WORK REQUIRED:
Edit the items below by replacing each "even-odd rule" with "nonzero winding rule", and reproduce them in full with nothing else changed.

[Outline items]
***

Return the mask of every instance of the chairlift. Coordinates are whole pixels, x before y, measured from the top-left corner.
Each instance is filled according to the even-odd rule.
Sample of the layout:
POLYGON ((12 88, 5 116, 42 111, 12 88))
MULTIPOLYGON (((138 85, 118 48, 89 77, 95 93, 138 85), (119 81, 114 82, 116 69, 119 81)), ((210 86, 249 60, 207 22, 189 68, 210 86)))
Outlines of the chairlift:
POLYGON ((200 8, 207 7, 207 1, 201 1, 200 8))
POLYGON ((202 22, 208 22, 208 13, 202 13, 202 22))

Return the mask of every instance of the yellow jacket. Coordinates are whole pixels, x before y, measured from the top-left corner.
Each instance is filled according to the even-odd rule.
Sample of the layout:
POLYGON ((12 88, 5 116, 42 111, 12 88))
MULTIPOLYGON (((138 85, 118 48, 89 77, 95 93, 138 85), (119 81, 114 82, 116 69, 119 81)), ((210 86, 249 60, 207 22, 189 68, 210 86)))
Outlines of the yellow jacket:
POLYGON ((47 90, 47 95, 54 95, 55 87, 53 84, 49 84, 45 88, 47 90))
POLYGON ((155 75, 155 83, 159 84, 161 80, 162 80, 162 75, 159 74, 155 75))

***

ANSWER FOR THE TASK:
Return the mask of every instance of the chairlift. Coordinates are whole pixels, x before y, measured from the top-left corner.
Each instance is filled according to the nonzero winding rule.
Sample of the layout:
POLYGON ((12 88, 5 116, 42 111, 12 88))
MULTIPOLYGON (((138 85, 118 48, 89 77, 95 93, 138 85), (119 81, 114 82, 116 69, 119 81)), ((210 86, 249 60, 207 22, 189 68, 210 86)))
Outlines of the chairlift:
POLYGON ((200 8, 207 7, 207 1, 201 1, 200 8))
POLYGON ((202 22, 208 22, 208 13, 202 13, 202 22))

Return the mask of every instance of the yellow jacket. Coordinates are whole pixels, x before y, measured from the top-left corner.
Each instance is filled according to the nonzero winding rule.
Sample of the layout:
POLYGON ((12 88, 5 116, 42 111, 12 88))
MULTIPOLYGON (((138 85, 118 48, 89 77, 95 93, 138 85), (119 81, 114 82, 116 69, 119 81)), ((210 86, 249 60, 207 22, 189 68, 210 86)))
Outlines of the yellow jacket:
POLYGON ((47 90, 47 95, 54 95, 55 87, 53 84, 49 84, 45 88, 47 90))
POLYGON ((155 75, 155 83, 159 84, 161 80, 162 80, 162 75, 159 74, 155 75))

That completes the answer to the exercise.